* **Entries supplied**:
——————

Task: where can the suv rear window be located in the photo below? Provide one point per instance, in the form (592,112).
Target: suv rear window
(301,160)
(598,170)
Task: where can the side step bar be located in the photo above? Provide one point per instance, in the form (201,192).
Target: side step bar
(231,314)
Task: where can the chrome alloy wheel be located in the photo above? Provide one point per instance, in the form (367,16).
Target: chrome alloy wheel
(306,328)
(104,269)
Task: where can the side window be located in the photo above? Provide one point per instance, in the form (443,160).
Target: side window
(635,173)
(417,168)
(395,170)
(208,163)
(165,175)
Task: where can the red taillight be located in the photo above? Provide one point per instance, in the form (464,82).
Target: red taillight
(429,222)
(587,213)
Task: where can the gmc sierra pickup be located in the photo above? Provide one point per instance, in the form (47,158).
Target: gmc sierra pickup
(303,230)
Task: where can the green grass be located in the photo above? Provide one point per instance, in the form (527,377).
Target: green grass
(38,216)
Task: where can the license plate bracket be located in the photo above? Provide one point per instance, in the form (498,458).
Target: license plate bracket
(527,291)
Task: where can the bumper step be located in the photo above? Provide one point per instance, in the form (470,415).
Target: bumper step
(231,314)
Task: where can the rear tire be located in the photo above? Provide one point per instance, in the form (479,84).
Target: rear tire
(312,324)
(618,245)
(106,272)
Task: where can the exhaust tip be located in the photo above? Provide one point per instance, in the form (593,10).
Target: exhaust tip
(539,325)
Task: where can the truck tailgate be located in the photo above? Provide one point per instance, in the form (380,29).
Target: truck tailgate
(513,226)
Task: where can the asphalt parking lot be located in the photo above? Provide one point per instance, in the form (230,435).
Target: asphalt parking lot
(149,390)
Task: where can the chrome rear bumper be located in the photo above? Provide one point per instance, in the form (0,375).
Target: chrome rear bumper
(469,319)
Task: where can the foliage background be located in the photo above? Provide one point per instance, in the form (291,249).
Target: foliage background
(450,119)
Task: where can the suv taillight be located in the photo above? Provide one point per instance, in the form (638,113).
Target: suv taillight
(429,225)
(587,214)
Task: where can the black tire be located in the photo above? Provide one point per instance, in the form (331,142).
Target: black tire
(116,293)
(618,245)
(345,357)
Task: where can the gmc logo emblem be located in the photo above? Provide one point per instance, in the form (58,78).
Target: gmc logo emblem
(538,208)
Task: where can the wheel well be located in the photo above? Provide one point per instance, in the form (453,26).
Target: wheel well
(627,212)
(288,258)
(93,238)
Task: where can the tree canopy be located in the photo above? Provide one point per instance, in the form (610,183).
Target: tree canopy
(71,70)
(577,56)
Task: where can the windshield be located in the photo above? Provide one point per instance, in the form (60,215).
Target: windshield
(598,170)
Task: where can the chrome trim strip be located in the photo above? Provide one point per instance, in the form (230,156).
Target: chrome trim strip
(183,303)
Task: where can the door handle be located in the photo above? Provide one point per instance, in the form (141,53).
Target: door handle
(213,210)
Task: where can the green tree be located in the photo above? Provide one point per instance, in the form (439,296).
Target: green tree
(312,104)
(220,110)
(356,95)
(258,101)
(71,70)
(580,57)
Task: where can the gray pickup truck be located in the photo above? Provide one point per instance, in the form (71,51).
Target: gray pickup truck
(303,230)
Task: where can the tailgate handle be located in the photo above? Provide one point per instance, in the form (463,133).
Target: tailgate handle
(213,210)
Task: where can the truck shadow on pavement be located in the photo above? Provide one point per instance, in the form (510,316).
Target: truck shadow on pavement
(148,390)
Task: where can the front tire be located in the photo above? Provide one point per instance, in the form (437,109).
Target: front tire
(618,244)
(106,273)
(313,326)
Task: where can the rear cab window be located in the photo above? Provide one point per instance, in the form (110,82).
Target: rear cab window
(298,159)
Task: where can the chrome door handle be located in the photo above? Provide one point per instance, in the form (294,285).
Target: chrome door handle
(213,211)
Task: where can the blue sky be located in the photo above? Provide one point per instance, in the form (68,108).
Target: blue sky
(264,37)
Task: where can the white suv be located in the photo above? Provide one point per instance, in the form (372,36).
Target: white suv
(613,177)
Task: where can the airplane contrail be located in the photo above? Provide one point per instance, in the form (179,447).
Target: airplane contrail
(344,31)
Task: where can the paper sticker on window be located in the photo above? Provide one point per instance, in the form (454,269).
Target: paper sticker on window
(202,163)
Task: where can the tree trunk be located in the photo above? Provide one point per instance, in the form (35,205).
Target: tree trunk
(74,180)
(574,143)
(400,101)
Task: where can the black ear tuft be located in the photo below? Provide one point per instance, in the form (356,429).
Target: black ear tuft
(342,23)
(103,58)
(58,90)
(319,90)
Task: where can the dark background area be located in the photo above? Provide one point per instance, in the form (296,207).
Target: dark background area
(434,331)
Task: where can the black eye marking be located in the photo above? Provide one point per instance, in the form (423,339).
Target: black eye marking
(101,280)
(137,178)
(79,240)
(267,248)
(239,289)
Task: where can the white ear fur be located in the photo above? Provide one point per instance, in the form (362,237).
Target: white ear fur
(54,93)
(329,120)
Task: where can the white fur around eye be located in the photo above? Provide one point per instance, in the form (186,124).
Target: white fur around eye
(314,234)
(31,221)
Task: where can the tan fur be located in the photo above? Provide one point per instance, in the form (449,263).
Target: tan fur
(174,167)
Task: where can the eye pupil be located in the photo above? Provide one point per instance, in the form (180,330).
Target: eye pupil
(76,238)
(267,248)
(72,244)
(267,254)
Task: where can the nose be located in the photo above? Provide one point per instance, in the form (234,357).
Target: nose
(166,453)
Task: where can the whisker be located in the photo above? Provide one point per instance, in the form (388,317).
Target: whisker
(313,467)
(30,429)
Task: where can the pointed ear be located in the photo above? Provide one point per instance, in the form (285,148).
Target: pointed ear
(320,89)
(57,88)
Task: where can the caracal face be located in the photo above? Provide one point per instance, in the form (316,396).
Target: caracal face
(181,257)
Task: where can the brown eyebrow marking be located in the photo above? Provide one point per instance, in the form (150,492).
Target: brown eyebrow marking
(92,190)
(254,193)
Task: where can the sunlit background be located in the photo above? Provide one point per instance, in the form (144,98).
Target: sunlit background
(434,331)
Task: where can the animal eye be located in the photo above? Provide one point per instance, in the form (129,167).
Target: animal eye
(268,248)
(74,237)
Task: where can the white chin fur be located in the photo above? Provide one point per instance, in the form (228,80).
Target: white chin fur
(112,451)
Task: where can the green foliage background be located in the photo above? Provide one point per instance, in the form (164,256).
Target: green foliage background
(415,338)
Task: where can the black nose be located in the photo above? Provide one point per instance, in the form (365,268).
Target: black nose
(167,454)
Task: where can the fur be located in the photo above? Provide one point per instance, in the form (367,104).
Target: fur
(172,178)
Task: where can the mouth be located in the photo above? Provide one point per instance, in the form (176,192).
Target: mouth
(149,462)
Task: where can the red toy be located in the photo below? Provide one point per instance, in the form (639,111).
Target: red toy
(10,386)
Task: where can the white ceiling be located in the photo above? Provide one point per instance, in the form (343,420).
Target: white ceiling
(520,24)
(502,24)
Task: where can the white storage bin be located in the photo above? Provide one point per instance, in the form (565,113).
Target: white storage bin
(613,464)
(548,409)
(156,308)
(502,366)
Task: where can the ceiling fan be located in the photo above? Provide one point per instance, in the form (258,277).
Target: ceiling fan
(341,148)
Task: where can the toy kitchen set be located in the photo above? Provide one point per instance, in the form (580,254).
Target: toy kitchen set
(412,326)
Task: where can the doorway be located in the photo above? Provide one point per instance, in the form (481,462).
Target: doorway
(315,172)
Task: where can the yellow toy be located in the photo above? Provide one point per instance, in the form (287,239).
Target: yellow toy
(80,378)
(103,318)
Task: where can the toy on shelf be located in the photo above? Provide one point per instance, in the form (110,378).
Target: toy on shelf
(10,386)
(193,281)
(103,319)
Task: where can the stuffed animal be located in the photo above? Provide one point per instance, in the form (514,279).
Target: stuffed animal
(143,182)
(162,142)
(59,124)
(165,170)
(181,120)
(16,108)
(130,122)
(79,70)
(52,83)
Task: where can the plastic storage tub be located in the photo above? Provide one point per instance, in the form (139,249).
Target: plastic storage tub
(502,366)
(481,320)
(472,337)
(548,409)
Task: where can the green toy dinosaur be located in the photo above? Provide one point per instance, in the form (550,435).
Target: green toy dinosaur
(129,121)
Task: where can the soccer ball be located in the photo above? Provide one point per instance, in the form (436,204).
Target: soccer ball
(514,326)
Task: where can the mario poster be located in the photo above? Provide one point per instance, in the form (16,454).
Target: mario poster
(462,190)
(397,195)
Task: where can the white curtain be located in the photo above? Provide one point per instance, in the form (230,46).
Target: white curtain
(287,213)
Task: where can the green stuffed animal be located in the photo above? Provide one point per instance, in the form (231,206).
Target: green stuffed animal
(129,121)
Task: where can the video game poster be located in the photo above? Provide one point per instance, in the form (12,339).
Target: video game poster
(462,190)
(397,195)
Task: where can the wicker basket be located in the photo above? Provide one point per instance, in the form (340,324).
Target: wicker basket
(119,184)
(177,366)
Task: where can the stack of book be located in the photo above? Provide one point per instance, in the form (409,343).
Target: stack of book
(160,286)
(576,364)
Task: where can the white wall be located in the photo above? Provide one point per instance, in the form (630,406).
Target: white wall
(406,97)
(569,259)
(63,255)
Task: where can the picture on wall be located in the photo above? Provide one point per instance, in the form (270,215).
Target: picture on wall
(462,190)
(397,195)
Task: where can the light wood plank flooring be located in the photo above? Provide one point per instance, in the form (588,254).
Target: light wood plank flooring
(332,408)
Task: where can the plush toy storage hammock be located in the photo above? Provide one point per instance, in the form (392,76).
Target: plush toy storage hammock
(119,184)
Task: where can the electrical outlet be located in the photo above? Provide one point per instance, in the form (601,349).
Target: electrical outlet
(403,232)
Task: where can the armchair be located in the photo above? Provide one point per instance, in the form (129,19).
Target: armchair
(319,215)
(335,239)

——————

* **Problem statement**:
Quote the records above word for word, starting at the line that has "Task: where can the armchair" and continuing through the last line of the records.

* **The completed task**:
Task: where can the armchair be located in the photo above? Provide one point per instance, in the form (129,19).
Target: armchair
(319,215)
(335,239)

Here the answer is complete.